_Problem 1_.
Show every line of the listing below that contains the string "bare", copying each line in full.

26 October 2008 * 1Thessalonians 2: 1-8/Matthew 22:34-46
The Reverend Kirk Alan Kubicek, Saint Peter’s at Ellicott Mills, Maryland
Adoration, Adherence, Cooperation
Last Sunday we began an exploration of how the Spiritual Life is not about conjugating the three verbs To Want, To Have, To do, but rather to ground ourselves more thoroughly in the foundational verb, To Be – and that what we are To Be is a people of God in Christ, God’s Beloved, Imitators of Christ and an Example of the Christ-like life for others.
This portion of Paul’s letter to the church in Thessolonika has always spoken to a very deep place within me as to just how we are To Be. So much so that when the Church Deployment Office invites one to write a Personal Ministry Statement of no more than 254 characters (110 more than the 144 previous word limit!), I appealed to this passage as a way of expanding what I wanted to say: Committed to shared servant ministry which seeks to interpret and meet the needs, concerns and hopes of the world in the spirit of I Thess 2:5-8.
It was a way of inviting search committees to do some Bible study and squeezing more into the little box on the CDO Profile all at once. Paul writes, in part, “…we never came with words of flattery or with a pretext for greed; nor did we seek praise from mortals, whether from you or from others…But we were gentle among you, like a nurse tenderly caring for her own children. So deeply do we care for you that we are determined to share with you not only the gospel of God but also our own selves, because you had become very dear to us.”
It is this vision of shared servant ministry Paul so eloquently describes what brought me here to Saint Peter’s at Ellicott Mills. After nearly fourteen years I still feel the same deep desire to care for everyone here, all those the Spirit brings into our midst, sharing not only the Gospel of God, Jesus Christ, but also my own self – a shared servant ministry.
And no doubt like everyone here, I continue to hear these words from Holy Scripture in all four lessons against the backdrop of a world that seems to grow more and more uncertain as each day of the present financial and monetary crisis deepens and widens.
So loud is the background noise of the crisis, the election, and two wars, not to mention the competing voices of work, family and the mundane details of simply maintaining – maintaining house, home, physical health, mental health, relationships, yardwork, housework, homework, rehearsal schedules, athletic practices, auto maintenance – the list might go on and on and on.
It is such that when we hear Paul or Jesus calling us back to a Spiritual Life we are apt to say, “I cannot do anything more, thank you! I have no time to delve into my interior life. I have no time to develop a more holy, pious and disciplined religious life.”

_Given data_.
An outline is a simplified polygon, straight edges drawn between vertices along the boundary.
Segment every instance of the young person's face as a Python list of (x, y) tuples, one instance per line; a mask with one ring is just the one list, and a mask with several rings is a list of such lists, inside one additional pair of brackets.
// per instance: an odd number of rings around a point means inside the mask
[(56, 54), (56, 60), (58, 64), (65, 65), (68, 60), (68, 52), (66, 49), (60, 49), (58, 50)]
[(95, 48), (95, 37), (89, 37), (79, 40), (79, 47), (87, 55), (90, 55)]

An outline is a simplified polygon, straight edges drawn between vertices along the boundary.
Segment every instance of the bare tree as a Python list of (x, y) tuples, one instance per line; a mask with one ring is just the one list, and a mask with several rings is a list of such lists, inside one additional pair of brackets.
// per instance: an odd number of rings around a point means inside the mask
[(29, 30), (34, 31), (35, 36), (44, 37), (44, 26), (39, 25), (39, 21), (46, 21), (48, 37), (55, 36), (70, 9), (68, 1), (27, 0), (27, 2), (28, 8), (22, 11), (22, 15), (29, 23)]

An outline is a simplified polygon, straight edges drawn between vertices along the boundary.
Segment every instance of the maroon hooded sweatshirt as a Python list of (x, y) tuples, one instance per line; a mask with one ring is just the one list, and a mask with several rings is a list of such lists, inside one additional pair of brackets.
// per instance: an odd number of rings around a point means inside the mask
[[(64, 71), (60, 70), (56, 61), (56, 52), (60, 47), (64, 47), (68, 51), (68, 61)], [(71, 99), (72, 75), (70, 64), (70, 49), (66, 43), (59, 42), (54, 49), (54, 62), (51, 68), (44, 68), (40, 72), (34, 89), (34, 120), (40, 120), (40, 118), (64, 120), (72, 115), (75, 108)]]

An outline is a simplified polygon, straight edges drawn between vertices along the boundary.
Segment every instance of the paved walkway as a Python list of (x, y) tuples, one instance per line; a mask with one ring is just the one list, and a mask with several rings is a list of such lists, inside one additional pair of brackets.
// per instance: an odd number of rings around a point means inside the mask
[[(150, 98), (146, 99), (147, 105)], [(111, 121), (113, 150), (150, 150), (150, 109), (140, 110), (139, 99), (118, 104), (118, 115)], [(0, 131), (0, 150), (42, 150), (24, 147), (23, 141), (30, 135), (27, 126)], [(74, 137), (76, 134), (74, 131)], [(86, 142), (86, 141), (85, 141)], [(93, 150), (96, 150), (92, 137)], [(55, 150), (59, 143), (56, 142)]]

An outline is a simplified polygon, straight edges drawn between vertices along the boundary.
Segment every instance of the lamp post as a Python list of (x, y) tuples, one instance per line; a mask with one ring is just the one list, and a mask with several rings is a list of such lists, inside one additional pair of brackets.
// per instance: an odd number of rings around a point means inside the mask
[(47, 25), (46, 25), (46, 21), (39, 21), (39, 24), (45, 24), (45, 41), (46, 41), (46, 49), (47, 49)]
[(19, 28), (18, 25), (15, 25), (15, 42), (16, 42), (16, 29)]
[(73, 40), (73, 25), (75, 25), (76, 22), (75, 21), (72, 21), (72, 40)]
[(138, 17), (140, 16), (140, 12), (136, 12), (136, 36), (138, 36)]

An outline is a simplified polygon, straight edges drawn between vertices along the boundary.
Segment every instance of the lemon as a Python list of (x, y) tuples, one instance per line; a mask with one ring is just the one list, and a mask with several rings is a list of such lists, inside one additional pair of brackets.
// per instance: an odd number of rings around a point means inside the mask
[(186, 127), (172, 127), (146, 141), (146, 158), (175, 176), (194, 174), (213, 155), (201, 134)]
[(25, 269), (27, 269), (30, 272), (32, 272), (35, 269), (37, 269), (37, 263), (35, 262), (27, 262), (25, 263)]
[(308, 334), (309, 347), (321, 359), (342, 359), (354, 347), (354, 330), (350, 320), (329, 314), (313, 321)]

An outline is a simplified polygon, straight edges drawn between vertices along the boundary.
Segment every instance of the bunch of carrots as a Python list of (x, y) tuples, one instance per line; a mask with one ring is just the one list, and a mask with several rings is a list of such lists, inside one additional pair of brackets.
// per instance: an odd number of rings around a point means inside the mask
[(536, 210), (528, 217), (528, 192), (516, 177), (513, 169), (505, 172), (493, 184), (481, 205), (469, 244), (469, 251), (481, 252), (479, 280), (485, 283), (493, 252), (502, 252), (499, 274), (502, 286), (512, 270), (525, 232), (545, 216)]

_Problem 2_.
Proceed with the sermon from where it stops, starting after its last sentence.

_Task output 1_.
Segment every instance of the bare tree as a Python list of (x, y) tuples, one instance per line; a mask with one ring is just the one list, and a mask with several rings is a list of such lists, inside one additional pair of brackets.

_Task output 2_.
It is no fault of our own that we sense that whatever one might call The Spiritual Life has something, maybe even everything to do with us, when in fact nothing could be further from the truth. As all the great spiritual teachers in every religious tradition try to help us to see, it is not about us. It simply is not about us at all. Yet, most of what passes for Spirituality in the marketplace, on radio and tv, on the bookshelves of our major book retailers all make appeals that sound as if Spirituality is a core constituent part of all the great American self-improvement, self-actualization movements.
So far astray have our notions of the Spiritual Life gone that Bishops Sutton and Rabb spent three days reminding the clergy of the diocese that it is not about us – the Spiritual Life is not about us. It is all about God and others. Late in the conference Bishop Rabb was writing something on newsprint. It was faint and difficult to see. A colleague shouted out, “It’s invisible we cannot see it!” The Bishop replied, “I am just making these notes for myself.” Prompting me to shout out, “It’s not about us!”
It is about God and others. So saith our Lord and Saviour Jesus this morning: Love God and Love Neighbor – look outward and beyond one’s self toward God. And anyone who looks outward toward God will inevitably be drawn into God’s never ending love and care for others – all others, male and female, slave and free, young and old, the just and the unjust, Christian, Muslim, Jew, Hindu, Zoroastarian, Buddhist and beyond!
It is a rather breathtaking vision of life – real life, the kind of life Jesus promises in abundance!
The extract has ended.